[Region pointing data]
*** Begin section ***

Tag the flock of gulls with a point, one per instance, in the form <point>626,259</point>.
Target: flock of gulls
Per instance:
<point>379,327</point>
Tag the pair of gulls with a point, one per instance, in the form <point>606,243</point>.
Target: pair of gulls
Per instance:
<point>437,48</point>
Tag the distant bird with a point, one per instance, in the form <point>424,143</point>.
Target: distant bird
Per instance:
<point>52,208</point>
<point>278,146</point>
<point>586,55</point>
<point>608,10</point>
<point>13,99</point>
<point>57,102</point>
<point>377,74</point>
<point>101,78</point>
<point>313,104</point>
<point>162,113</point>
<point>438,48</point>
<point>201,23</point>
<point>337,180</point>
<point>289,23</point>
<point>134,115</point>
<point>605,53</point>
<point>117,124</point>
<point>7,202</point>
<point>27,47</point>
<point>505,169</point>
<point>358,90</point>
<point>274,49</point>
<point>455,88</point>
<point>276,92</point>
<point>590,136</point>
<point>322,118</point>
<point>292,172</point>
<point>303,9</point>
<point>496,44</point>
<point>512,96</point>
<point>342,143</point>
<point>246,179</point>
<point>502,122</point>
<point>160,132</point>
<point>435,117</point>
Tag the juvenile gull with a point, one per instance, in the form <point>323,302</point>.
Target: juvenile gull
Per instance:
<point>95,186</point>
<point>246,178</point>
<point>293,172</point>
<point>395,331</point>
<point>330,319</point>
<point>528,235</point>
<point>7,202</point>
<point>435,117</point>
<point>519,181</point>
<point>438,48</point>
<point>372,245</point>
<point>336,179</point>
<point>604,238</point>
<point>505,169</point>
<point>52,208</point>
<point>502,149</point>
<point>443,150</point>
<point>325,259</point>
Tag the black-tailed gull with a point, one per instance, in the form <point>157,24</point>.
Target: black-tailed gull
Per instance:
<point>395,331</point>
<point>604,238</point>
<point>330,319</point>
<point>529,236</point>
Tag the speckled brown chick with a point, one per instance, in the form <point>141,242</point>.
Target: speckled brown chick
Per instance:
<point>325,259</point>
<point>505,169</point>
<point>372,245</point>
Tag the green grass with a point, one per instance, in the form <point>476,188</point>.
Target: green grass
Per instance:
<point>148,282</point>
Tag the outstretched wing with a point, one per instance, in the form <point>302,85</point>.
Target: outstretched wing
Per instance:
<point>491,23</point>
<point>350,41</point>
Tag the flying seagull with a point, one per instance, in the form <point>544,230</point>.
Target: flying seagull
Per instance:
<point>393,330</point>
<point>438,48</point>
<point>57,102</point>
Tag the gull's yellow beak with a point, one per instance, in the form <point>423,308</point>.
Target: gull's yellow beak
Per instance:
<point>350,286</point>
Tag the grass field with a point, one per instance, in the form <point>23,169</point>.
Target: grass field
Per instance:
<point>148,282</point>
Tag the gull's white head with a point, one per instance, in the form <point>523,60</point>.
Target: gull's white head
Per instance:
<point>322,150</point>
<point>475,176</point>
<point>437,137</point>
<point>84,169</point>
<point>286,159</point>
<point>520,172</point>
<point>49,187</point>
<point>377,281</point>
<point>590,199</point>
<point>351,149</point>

*** End section ***

Work order: Filter the records down to the lines that contain the string "black", and copy those lines.

Exercise answer:
Tag the black-tailed gull with a point, one per instance, in the form <point>157,24</point>.
Target: black-tailed gull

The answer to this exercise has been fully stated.